DATA FOR ANALYSIS ▸
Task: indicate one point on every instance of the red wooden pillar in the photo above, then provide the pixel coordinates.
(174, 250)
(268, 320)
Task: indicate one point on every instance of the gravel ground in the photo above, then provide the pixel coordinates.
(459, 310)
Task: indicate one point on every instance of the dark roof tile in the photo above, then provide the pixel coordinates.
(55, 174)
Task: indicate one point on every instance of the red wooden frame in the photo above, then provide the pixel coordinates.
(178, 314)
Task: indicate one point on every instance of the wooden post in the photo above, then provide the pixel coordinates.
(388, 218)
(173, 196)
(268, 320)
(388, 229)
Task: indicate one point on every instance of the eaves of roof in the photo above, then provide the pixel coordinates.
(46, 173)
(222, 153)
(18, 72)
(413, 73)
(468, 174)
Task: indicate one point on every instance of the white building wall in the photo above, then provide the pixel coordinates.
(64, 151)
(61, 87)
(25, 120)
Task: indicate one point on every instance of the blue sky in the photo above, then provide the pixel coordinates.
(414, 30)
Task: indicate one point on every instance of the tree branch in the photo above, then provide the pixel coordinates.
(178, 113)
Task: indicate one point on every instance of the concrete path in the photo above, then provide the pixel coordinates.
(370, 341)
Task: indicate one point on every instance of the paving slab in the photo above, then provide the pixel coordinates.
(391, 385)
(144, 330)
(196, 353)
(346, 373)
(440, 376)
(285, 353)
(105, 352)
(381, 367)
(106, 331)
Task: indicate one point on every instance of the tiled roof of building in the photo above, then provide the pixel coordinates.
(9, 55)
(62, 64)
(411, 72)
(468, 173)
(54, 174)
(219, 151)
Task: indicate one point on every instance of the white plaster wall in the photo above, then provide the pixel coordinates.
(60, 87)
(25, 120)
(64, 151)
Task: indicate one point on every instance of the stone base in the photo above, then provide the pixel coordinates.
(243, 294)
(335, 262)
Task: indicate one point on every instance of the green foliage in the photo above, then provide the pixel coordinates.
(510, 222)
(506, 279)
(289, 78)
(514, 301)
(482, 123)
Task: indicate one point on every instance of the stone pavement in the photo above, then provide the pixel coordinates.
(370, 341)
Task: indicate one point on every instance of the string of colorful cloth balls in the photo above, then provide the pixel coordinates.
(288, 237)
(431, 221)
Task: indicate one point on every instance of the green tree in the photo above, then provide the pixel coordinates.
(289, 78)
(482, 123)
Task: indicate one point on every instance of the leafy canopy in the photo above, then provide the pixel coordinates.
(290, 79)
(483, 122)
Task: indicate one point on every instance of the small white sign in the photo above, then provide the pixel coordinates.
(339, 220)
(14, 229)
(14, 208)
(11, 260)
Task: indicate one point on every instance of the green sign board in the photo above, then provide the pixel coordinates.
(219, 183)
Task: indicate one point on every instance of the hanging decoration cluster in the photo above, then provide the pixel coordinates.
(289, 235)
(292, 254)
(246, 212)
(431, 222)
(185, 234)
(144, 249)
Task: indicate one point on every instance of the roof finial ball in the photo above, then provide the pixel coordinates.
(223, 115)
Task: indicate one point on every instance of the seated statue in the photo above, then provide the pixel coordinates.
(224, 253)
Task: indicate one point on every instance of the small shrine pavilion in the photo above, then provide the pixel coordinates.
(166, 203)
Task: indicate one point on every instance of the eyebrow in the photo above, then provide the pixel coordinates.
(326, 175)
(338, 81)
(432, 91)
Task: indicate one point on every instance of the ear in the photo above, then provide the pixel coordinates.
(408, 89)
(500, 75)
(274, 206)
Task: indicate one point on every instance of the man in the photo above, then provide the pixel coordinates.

REQUIREMENT ▸
Please write the full listing out again, exactly.

ANSWER FOR THIS EXERCISE ▸
Task: indicate one point on every instance of the red wooden pillar in the photo above, then provide the pixel coordinates.
(174, 250)
(268, 320)
Task: indicate one point on every instance of the gravel ground in the photo above, then provide the pixel coordinates.
(459, 310)
Task: indicate one point on every instance of the dark roof tile in the photo above, then provide the pixel coordinates.
(55, 174)
Task: indicate one point on every instance of the red wooden frame in the photo above, then provide the pixel coordinates.
(178, 314)
Task: indicate one point on every instance of the wooden post in the photo above, then provide the pixel coordinates.
(388, 218)
(173, 196)
(268, 320)
(388, 229)
Task: indicate one point on every instance of the eaves of roof in the photo above, then provide the pixel coordinates.
(46, 173)
(222, 153)
(18, 72)
(413, 73)
(468, 174)
Task: indicate one point on every instance of the white building wall in the photo above, then provide the pixel coordinates.
(64, 151)
(61, 87)
(25, 120)
Task: indicate one point on every instance of the blue sky in the photo above, then provide the pixel coordinates.
(414, 30)
Task: indicate one point on every instance of the tree branch in the photo above, then provide the pixel coordinates.
(178, 113)
Task: indicate one point on every instance of the concrete path in the photo above, then provide the pixel coordinates.
(370, 341)
Task: indicate one point on every instance of the paving slab in the photo above, then provide the pixel coordinates.
(391, 385)
(144, 330)
(196, 353)
(346, 373)
(440, 376)
(285, 353)
(105, 352)
(381, 367)
(106, 331)
Task: indicate one point on every instance of the tiled roof of building in the photo above, then provide the pixel coordinates.
(9, 55)
(62, 64)
(411, 72)
(468, 173)
(54, 174)
(219, 151)
Task: indicate one point on every instance of the white plaster wall in the photo above, then provide the pixel coordinates.
(60, 87)
(25, 120)
(64, 151)
Task: indicate one point on every instance of the stone base in the photo above, then provide the pixel coordinates.
(243, 294)
(335, 262)
Task: indicate one point on every instance of the green foliage in the photo above, then provide the pixel coordinates.
(510, 222)
(506, 279)
(289, 78)
(514, 301)
(482, 123)
Task: indicate one point on every instance of the stone pavement in the photo above, then provide the pixel coordinates.
(370, 341)
Task: indicate one point on every instance of the string of colorful cloth balls in the photo above, then provide the pixel coordinates.
(288, 237)
(431, 221)
Task: indicate one point on every instance of the green tree in the photo above, then provide the pixel coordinates.
(289, 78)
(482, 123)
Task: indicate one point on every instance of the leafy canopy in the photo above, then provide the pixel coordinates.
(290, 79)
(483, 122)
Task: indicate one point on every instance of the small white sign in the photo above, then provide the pixel coordinates.
(339, 220)
(14, 229)
(14, 208)
(11, 260)
Task: indicate one point on every instance of the green sign board in the photo above, then provide the pixel coordinates.
(219, 183)
Task: indicate one point on every instance of the hanging decoration cluster in the photo above, then provide the pixel coordinates.
(289, 235)
(292, 254)
(246, 212)
(431, 222)
(185, 234)
(144, 249)
Task: indicate one point on every instance of the roof finial ball in the photo above, then provide the pixel coordinates.
(223, 115)
Task: indicate one point on every instance of the seated statue in the photo above, then provide the pixel coordinates.
(224, 253)
Task: indicate one point on every instance of the small shrine pavilion in the photo above, then provide the pixel coordinates.
(166, 203)
Task: indicate one point on every instance of the eyebrow in the photo above, then provide the pixel coordinates.
(326, 175)
(338, 81)
(432, 91)
Task: indicate one point on every instance of the ear in the photo above, then provide the pixel coordinates.
(408, 89)
(500, 75)
(274, 206)
Task: indicate one point on every instance of the man in the photo above, then provide the pixel coordinates.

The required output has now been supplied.